WHAT YOU SHOULD DO: Edit the lines from the one containing "I'm looking at the image above. Where does the telephone" through the one containing "(3, 102), (39, 133)", inclusive, replacing "front bumper" with "rear bumper" and changing nothing else. Return only those lines.
## Start MATERIAL SUPPLIED
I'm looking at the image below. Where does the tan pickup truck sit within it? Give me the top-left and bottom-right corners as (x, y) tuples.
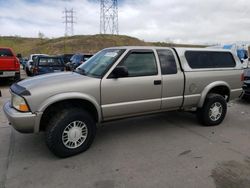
(4, 47), (243, 157)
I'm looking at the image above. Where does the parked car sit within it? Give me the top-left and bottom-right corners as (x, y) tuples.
(17, 54), (28, 70)
(0, 47), (20, 81)
(4, 47), (243, 157)
(31, 55), (65, 76)
(25, 54), (48, 76)
(242, 67), (250, 99)
(59, 54), (74, 65)
(66, 54), (93, 71)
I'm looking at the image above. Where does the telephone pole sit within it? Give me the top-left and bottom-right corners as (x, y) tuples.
(100, 0), (119, 35)
(63, 8), (75, 36)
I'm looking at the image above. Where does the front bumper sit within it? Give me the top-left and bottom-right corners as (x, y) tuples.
(0, 71), (20, 78)
(242, 81), (250, 96)
(3, 102), (39, 133)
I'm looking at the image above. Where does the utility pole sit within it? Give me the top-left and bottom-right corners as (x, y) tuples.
(100, 0), (119, 35)
(63, 8), (75, 36)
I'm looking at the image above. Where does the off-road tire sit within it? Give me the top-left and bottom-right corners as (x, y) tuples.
(46, 107), (96, 158)
(197, 93), (227, 126)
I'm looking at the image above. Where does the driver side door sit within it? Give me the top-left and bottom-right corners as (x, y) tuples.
(101, 50), (162, 120)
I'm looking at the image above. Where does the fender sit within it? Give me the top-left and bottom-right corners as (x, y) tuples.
(38, 92), (102, 122)
(198, 81), (231, 108)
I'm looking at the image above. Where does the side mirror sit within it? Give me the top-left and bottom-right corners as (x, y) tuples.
(16, 54), (22, 59)
(111, 66), (128, 78)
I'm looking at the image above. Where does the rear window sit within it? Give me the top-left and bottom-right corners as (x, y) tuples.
(39, 58), (63, 67)
(185, 51), (236, 69)
(0, 49), (13, 57)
## End MATERIAL SUPPLIED
EXERCISE RESPONSE:
I'm looking at the image above. Where does the telephone pole sit within it? Give me the top-left and bottom-right corners as (x, y) tuples.
(100, 0), (119, 35)
(63, 8), (75, 36)
I'm looking at the image above. Where does the rear bumper sit within it? Give me the top-left and bottom-right corners as (x, y) tuples.
(0, 71), (20, 78)
(242, 81), (250, 96)
(3, 102), (39, 133)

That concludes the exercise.